──────── Excerpted text ────────
Rate of stroke increasing during and soon after pregnancy, high blood pressure and obesity cited

• Researchers report a large increase in the number of women having strokes while pregnant and in the three months after childbirth.

• The overall rate of pregnancy-related stroke went up 54 percent between 1994-95 and 2006-07.

• The increase is due to women having more risk factors, including high blood pressure and obesity.

The stroke rate for pregnant women and those who recently gave birth increased alarmingly over the past dozen years, according to research reported in Stroke: Journal of the American Heart Association.

Researchers gathered data from a large national database of 5 to 8 million discharges from 1,000 hospitals and compared the rates of strokes from 1994-95 to 2006-07 in women who were pregnant, delivering a baby and who had recently had a baby.
──────── Data shown ────────
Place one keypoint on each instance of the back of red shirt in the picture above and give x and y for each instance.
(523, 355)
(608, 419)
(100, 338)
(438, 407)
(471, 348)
────────
> Work instructions
A. Using the pregnancy stroke article, answer each question:
(i) By what percent did the overall rate of pregnancy-related stroke go up between 1994-95 and 2006-07?
(ii) In which journal was the research reported?
(iii) From how many hospitals did the national database draw its discharges?
B. What explanation does the pregnancy stroke article give for the rise in pregnancy-related stroke?
Draw every answer from the pregnancy stroke article alone, not from the items.

> Answers below
A.
(i) 54 percent.
(ii) Stroke: Journal of the American Heart Association.
(iii) 1,000 hospitals.

B. The increase is attributed to women having more risk factors, including high blood pressure and obesity.